## Work to be completed
Each line that follows should be printed again exactly as it stands.

Part of a data file:
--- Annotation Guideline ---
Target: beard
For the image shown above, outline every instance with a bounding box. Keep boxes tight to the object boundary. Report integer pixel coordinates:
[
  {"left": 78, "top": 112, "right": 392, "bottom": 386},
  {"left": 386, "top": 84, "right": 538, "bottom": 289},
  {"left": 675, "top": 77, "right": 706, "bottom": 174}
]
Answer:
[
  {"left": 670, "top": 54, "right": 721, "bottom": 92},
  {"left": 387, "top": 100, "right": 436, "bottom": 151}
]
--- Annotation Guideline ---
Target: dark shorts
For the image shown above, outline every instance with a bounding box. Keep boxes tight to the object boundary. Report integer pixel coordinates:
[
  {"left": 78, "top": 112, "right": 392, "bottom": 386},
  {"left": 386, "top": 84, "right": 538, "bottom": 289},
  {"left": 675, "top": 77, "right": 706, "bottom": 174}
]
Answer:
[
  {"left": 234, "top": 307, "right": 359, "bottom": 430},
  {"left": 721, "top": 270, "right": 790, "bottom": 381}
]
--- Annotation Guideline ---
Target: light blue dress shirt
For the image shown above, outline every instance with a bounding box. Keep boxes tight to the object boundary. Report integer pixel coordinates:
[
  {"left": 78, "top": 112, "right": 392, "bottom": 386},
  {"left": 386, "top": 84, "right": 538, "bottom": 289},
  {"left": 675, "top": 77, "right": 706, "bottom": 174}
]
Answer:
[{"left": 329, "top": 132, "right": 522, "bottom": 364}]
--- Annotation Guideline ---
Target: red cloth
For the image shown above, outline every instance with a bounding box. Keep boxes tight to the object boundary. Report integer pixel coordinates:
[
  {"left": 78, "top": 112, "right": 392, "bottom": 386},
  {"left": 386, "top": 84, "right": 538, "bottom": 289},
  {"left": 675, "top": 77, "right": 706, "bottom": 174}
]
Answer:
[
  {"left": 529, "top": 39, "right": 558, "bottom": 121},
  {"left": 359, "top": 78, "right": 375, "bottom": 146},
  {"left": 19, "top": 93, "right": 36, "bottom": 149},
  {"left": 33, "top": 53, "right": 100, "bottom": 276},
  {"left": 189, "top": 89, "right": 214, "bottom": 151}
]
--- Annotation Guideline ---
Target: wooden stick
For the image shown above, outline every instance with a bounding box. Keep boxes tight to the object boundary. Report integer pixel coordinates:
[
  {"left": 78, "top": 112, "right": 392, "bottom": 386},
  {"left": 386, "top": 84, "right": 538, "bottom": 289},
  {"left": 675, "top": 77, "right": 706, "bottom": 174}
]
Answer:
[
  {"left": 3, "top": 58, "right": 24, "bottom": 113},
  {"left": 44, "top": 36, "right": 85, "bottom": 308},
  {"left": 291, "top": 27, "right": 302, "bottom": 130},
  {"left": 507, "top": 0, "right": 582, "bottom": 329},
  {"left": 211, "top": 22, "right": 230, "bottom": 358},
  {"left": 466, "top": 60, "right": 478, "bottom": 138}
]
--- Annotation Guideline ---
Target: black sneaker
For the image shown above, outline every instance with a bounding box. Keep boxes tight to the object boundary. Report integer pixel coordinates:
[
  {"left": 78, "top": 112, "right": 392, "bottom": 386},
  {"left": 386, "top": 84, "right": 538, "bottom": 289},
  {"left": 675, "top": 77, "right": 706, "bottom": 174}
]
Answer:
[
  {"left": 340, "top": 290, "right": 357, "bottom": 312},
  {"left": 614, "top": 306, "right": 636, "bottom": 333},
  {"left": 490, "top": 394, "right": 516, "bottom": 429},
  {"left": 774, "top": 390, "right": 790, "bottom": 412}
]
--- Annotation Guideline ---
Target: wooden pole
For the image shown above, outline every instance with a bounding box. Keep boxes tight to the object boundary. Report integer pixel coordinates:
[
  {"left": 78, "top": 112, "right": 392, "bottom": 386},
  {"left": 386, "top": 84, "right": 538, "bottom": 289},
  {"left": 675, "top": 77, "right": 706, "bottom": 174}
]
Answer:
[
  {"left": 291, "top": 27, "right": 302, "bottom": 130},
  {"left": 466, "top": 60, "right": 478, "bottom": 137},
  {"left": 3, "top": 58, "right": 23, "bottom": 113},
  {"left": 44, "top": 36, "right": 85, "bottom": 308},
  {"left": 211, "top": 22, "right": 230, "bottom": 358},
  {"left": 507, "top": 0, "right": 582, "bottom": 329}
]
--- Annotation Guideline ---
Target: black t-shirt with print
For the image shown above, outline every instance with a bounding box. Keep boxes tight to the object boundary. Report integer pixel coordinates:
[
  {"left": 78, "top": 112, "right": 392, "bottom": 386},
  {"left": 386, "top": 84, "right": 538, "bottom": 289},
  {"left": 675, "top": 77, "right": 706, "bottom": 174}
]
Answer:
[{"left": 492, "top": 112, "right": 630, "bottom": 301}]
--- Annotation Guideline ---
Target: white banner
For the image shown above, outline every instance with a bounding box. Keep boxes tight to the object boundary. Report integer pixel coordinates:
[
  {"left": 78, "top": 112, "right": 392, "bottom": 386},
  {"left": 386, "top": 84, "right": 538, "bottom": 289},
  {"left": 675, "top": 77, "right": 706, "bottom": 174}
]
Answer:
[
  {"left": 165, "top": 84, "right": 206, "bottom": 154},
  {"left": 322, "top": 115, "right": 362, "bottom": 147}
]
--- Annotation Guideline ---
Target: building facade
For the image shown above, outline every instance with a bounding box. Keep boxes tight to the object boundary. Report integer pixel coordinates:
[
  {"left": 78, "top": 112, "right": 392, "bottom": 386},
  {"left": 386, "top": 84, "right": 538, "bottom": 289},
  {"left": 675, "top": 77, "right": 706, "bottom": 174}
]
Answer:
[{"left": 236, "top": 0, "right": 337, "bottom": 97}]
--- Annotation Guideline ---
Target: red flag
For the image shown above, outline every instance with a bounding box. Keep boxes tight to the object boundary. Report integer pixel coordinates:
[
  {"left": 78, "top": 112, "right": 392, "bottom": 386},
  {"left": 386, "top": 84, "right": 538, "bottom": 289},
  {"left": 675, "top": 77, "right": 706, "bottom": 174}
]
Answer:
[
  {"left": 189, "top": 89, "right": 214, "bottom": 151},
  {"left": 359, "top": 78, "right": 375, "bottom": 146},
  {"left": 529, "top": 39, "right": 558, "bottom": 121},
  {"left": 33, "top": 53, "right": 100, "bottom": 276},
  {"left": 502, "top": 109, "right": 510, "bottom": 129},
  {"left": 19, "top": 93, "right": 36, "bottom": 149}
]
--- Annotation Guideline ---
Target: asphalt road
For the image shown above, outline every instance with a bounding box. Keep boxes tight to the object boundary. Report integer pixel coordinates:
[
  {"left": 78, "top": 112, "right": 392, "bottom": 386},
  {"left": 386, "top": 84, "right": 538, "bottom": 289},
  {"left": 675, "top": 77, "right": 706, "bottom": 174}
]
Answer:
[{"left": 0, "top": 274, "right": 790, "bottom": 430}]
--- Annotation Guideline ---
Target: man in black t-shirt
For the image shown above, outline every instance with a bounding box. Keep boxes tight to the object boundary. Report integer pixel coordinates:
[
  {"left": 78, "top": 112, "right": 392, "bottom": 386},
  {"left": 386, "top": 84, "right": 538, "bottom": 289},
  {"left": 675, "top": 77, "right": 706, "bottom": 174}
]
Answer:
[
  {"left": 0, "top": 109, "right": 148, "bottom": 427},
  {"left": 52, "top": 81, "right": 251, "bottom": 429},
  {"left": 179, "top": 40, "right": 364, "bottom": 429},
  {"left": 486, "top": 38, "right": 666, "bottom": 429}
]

## Answer to this problem
--- Annotation Guideline ---
Target: beard
For the image shown above, outline every instance with a bounding box. Keep boxes tight to the object boundary. Report integer pixel coordinates:
[
  {"left": 78, "top": 112, "right": 392, "bottom": 386},
  {"left": 386, "top": 84, "right": 538, "bottom": 289},
  {"left": 675, "top": 77, "right": 706, "bottom": 174}
]
Answer:
[
  {"left": 670, "top": 54, "right": 721, "bottom": 92},
  {"left": 387, "top": 100, "right": 436, "bottom": 151}
]
--- Annotation Guideline ---
Target: dark shorts
For the image shown above, outline every instance with a bounding box. Keep boxes tight to the object boundary. Report integer pixel coordinates:
[
  {"left": 78, "top": 112, "right": 392, "bottom": 386},
  {"left": 386, "top": 84, "right": 538, "bottom": 289},
  {"left": 675, "top": 77, "right": 706, "bottom": 174}
]
Answer:
[
  {"left": 234, "top": 307, "right": 359, "bottom": 430},
  {"left": 721, "top": 270, "right": 790, "bottom": 381}
]
--- Annotation Guideline ---
Target: light blue dress shirt
For the image shown above, outline every instance with a bounding box. Keep boxes tight to the object boundary. Report integer pixel coordinates:
[
  {"left": 78, "top": 112, "right": 392, "bottom": 386},
  {"left": 386, "top": 84, "right": 538, "bottom": 289},
  {"left": 675, "top": 77, "right": 706, "bottom": 174}
]
Answer:
[{"left": 329, "top": 132, "right": 522, "bottom": 364}]
--- Annotation Guideline ---
Target: red cloth
For the image shown above, outline every instance with a bounding box. Keep boxes tight to the object boundary. Report integer pixel coordinates:
[
  {"left": 78, "top": 112, "right": 392, "bottom": 386},
  {"left": 386, "top": 84, "right": 538, "bottom": 289},
  {"left": 675, "top": 77, "right": 706, "bottom": 174}
]
Answer:
[
  {"left": 529, "top": 39, "right": 558, "bottom": 121},
  {"left": 359, "top": 78, "right": 375, "bottom": 146},
  {"left": 19, "top": 93, "right": 36, "bottom": 149},
  {"left": 33, "top": 53, "right": 100, "bottom": 276},
  {"left": 189, "top": 89, "right": 214, "bottom": 151}
]
--- Annotation Guideline ---
Target: wooden stick
For the image shown above, outline every instance with a bounding box. Keep boxes tight to the object boundary. Report integer pixel coordinates:
[
  {"left": 78, "top": 112, "right": 392, "bottom": 386},
  {"left": 386, "top": 84, "right": 538, "bottom": 289},
  {"left": 675, "top": 77, "right": 706, "bottom": 174}
]
Answer:
[
  {"left": 3, "top": 58, "right": 24, "bottom": 113},
  {"left": 44, "top": 36, "right": 85, "bottom": 308},
  {"left": 291, "top": 27, "right": 302, "bottom": 130},
  {"left": 507, "top": 0, "right": 582, "bottom": 329},
  {"left": 211, "top": 22, "right": 230, "bottom": 358},
  {"left": 466, "top": 60, "right": 478, "bottom": 138}
]
--- Annotation Guideline ---
Target: black sneaker
For the image shown above, outline every instance with a bounding box. Keep boxes tight to the object boundary. Report integer pixel coordinates:
[
  {"left": 78, "top": 112, "right": 392, "bottom": 386},
  {"left": 386, "top": 84, "right": 538, "bottom": 289},
  {"left": 675, "top": 77, "right": 706, "bottom": 174}
]
Answer:
[
  {"left": 340, "top": 290, "right": 357, "bottom": 312},
  {"left": 614, "top": 306, "right": 636, "bottom": 333},
  {"left": 490, "top": 394, "right": 516, "bottom": 429},
  {"left": 774, "top": 390, "right": 790, "bottom": 412}
]
--- Annotation Guideline ---
Target: wooden pole
For the image shown above, outline every instance with a bounding box. Keep boxes tight to the object boundary. Report integer pixel coordinates:
[
  {"left": 78, "top": 112, "right": 392, "bottom": 386},
  {"left": 386, "top": 84, "right": 538, "bottom": 289},
  {"left": 675, "top": 77, "right": 706, "bottom": 174}
]
Answer:
[
  {"left": 291, "top": 27, "right": 302, "bottom": 130},
  {"left": 466, "top": 60, "right": 478, "bottom": 137},
  {"left": 3, "top": 58, "right": 23, "bottom": 113},
  {"left": 44, "top": 36, "right": 85, "bottom": 308},
  {"left": 211, "top": 22, "right": 230, "bottom": 358},
  {"left": 507, "top": 0, "right": 582, "bottom": 329}
]
--- Annotation Guideline ---
Target: black t-shirt with print
For the image shown above, outline every instance with a bounding box. Keep boxes tight to the object boundary. Report integer pixel coordinates:
[
  {"left": 78, "top": 112, "right": 392, "bottom": 386},
  {"left": 386, "top": 84, "right": 538, "bottom": 289},
  {"left": 675, "top": 77, "right": 706, "bottom": 174}
]
Answer:
[{"left": 492, "top": 112, "right": 630, "bottom": 301}]
--- Annotation Guideline ---
Target: white banner
For the image shown above, outline every instance with a bounding box. Keep boxes tight to the object boundary. Report integer pixel coordinates:
[
  {"left": 78, "top": 112, "right": 392, "bottom": 386},
  {"left": 386, "top": 84, "right": 538, "bottom": 289},
  {"left": 675, "top": 77, "right": 706, "bottom": 174}
]
Answer:
[
  {"left": 165, "top": 84, "right": 206, "bottom": 154},
  {"left": 322, "top": 115, "right": 362, "bottom": 147}
]
--- Annotation Guideline ---
Target: building facade
For the image shown above, outline every instance with a bounding box. Keep boxes tight to the object boundary. Report integer pixel coordinates:
[
  {"left": 78, "top": 112, "right": 392, "bottom": 386},
  {"left": 386, "top": 84, "right": 538, "bottom": 289},
  {"left": 675, "top": 77, "right": 706, "bottom": 174}
]
Answer:
[{"left": 236, "top": 0, "right": 337, "bottom": 97}]
--- Annotation Guideline ---
Target: red flag
For the image shown above, outline every instance with a bounding box. Keep boxes tight to the object boundary. Report integer pixel coordinates:
[
  {"left": 78, "top": 112, "right": 392, "bottom": 386},
  {"left": 386, "top": 84, "right": 538, "bottom": 289},
  {"left": 675, "top": 77, "right": 706, "bottom": 174}
]
Answer:
[
  {"left": 189, "top": 89, "right": 214, "bottom": 151},
  {"left": 359, "top": 78, "right": 375, "bottom": 146},
  {"left": 529, "top": 39, "right": 558, "bottom": 121},
  {"left": 33, "top": 53, "right": 100, "bottom": 276},
  {"left": 502, "top": 109, "right": 510, "bottom": 129},
  {"left": 19, "top": 93, "right": 36, "bottom": 149}
]
--- Annotation Guideline ---
Target: asphalt road
For the image shown above, outline every instance with a bounding box. Keep boxes tight to the object boundary. Report integer pixel coordinates:
[
  {"left": 78, "top": 112, "right": 392, "bottom": 386},
  {"left": 386, "top": 84, "right": 538, "bottom": 289},
  {"left": 675, "top": 77, "right": 706, "bottom": 174}
]
Answer:
[{"left": 0, "top": 274, "right": 790, "bottom": 430}]
--- Annotation Guideline ---
Target: man in black t-shirt
For the image shown above, outline every instance with a bounding box. Keep boxes tight to the object boundary. Report integer pixel coordinates:
[
  {"left": 78, "top": 112, "right": 392, "bottom": 386},
  {"left": 386, "top": 84, "right": 538, "bottom": 289},
  {"left": 675, "top": 77, "right": 706, "bottom": 174}
]
Answer:
[
  {"left": 0, "top": 109, "right": 148, "bottom": 427},
  {"left": 52, "top": 81, "right": 251, "bottom": 429},
  {"left": 179, "top": 40, "right": 364, "bottom": 429},
  {"left": 486, "top": 38, "right": 666, "bottom": 429}
]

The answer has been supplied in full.